- _Selection_:
[Begin]

# Celebrity Big Brother 2013



## nukeadmin (Oct 10, 2003)

Well I didn't even realise this was tonight as each year the viewing figures fall

I used to love BB but over the years its got old hat, I was actually working in a data centre hosting the original series 1 and had access to every live feed 

I will still be interested to see who is in it though, its my guilty pleasure albeit tempered over the years 

Anyone else a BB watcher ?


----------



## locovan (Oct 17, 2007)

Im watching but OMG Charlotte is a horrible foul mouthed. What a lot of sad ego's in there now.


----------



## GEMMY (Jun 19, 2006)

Good grief, 
Someone actually admitting to watching one of the worst reality show on tv. :lol: 

tony

ps will they get mr motivator or big Ron lapping up milk :wink:


----------



## chiefwigwam (Jan 23, 2013)

Non celebs that lot,


----------



## locovan (Oct 17, 2007)

[End]

- _Records supplied_:
[Begin]

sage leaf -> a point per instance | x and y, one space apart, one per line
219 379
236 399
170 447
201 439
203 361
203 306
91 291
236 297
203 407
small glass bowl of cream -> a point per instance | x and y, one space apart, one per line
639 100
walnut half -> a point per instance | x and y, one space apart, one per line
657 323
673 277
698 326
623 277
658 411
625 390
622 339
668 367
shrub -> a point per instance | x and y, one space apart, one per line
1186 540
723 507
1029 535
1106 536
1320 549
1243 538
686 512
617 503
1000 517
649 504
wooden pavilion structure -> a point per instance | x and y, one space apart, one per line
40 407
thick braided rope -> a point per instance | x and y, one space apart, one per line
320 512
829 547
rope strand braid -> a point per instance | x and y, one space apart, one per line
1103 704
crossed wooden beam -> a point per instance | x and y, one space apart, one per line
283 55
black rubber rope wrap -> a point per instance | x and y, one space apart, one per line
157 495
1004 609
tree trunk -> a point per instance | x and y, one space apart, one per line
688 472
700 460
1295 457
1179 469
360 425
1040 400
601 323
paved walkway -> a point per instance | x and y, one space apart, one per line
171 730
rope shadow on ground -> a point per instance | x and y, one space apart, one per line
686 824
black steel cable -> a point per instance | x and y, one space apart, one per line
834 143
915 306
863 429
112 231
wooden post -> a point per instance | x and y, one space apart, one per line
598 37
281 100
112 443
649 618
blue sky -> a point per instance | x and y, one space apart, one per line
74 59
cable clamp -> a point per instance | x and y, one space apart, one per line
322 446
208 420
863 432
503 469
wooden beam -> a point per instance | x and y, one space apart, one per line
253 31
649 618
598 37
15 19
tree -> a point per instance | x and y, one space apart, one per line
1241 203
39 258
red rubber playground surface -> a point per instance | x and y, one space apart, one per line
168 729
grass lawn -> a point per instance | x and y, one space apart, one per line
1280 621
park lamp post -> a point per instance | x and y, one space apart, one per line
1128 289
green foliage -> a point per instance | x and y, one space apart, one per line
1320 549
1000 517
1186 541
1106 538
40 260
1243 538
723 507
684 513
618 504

[End]

- _Direction 1_:
Reproduce everything in the Big Brother thread from "# Celebrity Big" down to "BB watcher ?", swapping "data centre" for "server room".
- _Direction 2_:
Print everything in the listing from the line containing "green foliage ->" down to the end of the listing, both ends included.

- _Exercise result 1_:
# Celebrity Big Brother 2013



## nukeadmin (Oct 10, 2003)

Well I didn't even realise this was tonight as each year the viewing figures fall

I used to love BB but over the years its got old hat, I was actually working in a server room hosting the original series 1 and had access to every live feed 

I will still be interested to see who is in it though, its my guilty pleasure albeit tempered over the years 

Anyone else a BB watcher ?

- _Exercise result 2_:
green foliage -> a point per instance | x and y, one space apart, one per line
1320 549
1000 517
1186 541
1106 538
40 260
1243 538
723 507
684 513
618 504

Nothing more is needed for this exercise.